*WHAT THE TASK REQUIRES*. Copy the lines below verbatim, starting at the line that contains "Provide the outline of every instance of the rear" and ending at the line that contains "56 96 L 57 94", with both of those lines included.

*PROVIDED RECORDS*.
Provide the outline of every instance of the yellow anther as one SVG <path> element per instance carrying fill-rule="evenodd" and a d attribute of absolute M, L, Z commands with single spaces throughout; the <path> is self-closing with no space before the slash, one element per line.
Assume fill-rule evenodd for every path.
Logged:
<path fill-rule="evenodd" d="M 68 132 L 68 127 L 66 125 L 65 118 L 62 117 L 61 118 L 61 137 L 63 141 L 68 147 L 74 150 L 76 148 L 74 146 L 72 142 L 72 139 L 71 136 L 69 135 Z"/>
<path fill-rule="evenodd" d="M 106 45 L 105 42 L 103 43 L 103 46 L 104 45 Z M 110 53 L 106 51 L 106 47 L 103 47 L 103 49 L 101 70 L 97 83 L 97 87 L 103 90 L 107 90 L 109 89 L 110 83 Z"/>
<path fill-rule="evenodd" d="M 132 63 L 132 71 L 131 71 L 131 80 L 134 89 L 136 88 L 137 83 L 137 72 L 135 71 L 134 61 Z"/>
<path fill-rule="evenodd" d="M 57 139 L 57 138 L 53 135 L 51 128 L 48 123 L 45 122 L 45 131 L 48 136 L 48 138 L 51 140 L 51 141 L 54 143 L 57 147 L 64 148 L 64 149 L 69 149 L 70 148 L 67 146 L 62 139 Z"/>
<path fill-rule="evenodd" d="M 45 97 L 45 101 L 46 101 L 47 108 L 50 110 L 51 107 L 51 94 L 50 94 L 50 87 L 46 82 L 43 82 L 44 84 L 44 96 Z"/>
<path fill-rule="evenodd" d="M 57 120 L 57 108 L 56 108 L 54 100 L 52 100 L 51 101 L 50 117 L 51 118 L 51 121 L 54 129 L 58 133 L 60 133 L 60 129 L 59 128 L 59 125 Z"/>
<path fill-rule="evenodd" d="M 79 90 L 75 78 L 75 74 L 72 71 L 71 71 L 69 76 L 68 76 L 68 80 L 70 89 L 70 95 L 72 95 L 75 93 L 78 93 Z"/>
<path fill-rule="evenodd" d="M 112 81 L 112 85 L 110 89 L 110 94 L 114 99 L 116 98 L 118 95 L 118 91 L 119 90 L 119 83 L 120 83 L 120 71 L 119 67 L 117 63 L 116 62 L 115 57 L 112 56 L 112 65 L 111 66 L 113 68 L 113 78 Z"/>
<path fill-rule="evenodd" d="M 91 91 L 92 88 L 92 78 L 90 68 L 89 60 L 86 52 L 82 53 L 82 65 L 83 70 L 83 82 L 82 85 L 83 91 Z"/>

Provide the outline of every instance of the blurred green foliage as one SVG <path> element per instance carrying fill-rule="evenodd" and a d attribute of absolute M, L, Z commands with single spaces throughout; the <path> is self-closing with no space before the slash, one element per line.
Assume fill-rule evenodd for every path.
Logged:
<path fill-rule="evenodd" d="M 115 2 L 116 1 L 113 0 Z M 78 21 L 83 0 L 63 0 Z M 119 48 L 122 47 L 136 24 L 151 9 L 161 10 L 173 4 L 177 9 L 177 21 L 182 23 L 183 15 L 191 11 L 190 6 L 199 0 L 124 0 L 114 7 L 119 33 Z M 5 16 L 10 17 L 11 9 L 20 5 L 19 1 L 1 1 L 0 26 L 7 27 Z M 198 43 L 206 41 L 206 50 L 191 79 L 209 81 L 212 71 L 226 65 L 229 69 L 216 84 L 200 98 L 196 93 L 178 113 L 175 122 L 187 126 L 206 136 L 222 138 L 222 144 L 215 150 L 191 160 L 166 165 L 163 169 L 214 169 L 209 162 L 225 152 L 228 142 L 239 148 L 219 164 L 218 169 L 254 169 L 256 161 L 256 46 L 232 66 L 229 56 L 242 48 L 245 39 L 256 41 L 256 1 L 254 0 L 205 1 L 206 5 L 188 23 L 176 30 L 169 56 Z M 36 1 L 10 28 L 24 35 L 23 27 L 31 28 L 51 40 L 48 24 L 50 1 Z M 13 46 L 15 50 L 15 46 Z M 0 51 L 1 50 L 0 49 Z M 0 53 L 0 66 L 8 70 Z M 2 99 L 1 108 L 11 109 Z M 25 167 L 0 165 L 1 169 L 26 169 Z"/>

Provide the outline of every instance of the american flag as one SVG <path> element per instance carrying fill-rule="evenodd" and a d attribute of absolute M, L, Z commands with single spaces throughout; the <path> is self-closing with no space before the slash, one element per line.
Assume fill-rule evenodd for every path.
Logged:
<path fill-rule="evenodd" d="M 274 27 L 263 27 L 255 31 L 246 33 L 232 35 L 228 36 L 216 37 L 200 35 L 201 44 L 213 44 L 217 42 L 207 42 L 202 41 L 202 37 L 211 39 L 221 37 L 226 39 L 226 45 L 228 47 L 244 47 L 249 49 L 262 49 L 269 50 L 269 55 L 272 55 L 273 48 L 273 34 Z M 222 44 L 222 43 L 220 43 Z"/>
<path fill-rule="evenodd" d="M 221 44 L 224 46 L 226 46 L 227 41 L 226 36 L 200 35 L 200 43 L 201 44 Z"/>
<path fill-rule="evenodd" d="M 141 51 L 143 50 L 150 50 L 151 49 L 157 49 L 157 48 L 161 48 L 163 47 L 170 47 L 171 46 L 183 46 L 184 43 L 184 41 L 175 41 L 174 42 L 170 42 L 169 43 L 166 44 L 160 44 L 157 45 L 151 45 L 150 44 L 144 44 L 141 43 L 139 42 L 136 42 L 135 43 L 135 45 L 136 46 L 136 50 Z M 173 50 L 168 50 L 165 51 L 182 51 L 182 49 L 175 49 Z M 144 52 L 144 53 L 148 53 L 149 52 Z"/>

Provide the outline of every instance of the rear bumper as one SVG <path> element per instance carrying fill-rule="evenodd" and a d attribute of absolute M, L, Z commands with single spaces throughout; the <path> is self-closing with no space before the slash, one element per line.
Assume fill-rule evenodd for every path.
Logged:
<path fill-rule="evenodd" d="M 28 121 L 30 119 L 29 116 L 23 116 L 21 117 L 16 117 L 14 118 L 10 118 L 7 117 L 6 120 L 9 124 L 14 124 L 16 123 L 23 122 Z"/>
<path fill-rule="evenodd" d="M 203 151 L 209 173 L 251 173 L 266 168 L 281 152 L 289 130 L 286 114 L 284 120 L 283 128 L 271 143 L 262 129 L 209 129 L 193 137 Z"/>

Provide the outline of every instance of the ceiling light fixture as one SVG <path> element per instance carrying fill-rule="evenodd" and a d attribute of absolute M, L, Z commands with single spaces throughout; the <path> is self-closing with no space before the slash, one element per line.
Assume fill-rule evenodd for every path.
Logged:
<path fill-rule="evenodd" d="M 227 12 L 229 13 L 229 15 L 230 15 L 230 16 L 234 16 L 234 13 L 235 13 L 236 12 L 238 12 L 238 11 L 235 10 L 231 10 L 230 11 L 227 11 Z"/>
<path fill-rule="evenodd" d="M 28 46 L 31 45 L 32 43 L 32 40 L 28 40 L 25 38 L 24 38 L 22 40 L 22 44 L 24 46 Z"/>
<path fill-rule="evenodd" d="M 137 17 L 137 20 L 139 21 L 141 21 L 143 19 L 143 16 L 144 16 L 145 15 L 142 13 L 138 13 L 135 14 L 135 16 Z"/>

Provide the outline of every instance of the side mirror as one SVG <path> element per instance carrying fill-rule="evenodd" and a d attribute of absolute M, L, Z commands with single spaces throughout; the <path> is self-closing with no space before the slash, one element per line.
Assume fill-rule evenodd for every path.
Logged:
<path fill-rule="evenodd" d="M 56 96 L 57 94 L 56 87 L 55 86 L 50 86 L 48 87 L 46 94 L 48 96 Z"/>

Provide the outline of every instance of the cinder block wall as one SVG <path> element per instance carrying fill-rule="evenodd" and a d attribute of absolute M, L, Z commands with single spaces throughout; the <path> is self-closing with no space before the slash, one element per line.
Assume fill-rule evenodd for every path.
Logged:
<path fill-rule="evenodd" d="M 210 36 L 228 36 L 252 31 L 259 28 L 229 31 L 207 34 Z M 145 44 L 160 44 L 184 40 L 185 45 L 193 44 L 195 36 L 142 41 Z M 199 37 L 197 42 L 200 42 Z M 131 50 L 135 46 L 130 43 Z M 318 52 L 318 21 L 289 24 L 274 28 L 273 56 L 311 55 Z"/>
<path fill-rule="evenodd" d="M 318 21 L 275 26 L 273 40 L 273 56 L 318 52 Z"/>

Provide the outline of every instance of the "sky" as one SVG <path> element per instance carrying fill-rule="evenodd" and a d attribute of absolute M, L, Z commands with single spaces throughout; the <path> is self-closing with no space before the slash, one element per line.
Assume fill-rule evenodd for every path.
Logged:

*FINAL RESULT*.
Provide the outline of every instance of the rear bumper as one SVG <path> element per instance carrying fill-rule="evenodd" and a d attribute of absolute M, L, Z commands with single spaces throughout; the <path> is self-closing with no space before the slash, one element per line.
Assume fill-rule evenodd for every path.
Logged:
<path fill-rule="evenodd" d="M 28 121 L 30 119 L 29 116 L 23 116 L 21 117 L 16 117 L 14 118 L 10 118 L 7 117 L 6 120 L 9 124 L 14 124 L 16 123 L 23 122 Z"/>
<path fill-rule="evenodd" d="M 203 151 L 209 173 L 251 173 L 266 168 L 281 152 L 289 130 L 286 114 L 284 120 L 283 128 L 271 143 L 262 129 L 209 129 L 193 137 Z"/>

Provide the outline of every instance of the ceiling light fixture as one SVG <path> element per instance carrying fill-rule="evenodd" and a d attribute of absolute M, L, Z commands with single spaces throughout; the <path> is self-closing with no space before the slash, one element per line.
Assume fill-rule evenodd for every path.
Logged:
<path fill-rule="evenodd" d="M 227 12 L 229 13 L 229 15 L 230 15 L 230 16 L 234 16 L 234 13 L 235 13 L 236 12 L 238 12 L 238 11 L 235 10 L 231 10 L 230 11 L 227 11 Z"/>
<path fill-rule="evenodd" d="M 28 46 L 31 45 L 32 43 L 32 40 L 28 40 L 25 38 L 24 38 L 22 40 L 22 44 L 24 46 Z"/>
<path fill-rule="evenodd" d="M 137 17 L 137 20 L 139 21 L 141 21 L 143 19 L 143 16 L 144 16 L 145 15 L 142 13 L 138 13 L 135 14 L 135 16 Z"/>

Provide the outline of every instance of the side mirror as one SVG <path> element per instance carrying fill-rule="evenodd" and a d attribute of absolute M, L, Z commands with single spaces throughout; the <path> is self-closing with no space before the slash, one element per line.
Assume fill-rule evenodd for every path.
Logged:
<path fill-rule="evenodd" d="M 56 96 L 57 94 L 56 87 L 55 86 L 50 86 L 48 87 L 46 94 L 48 96 Z"/>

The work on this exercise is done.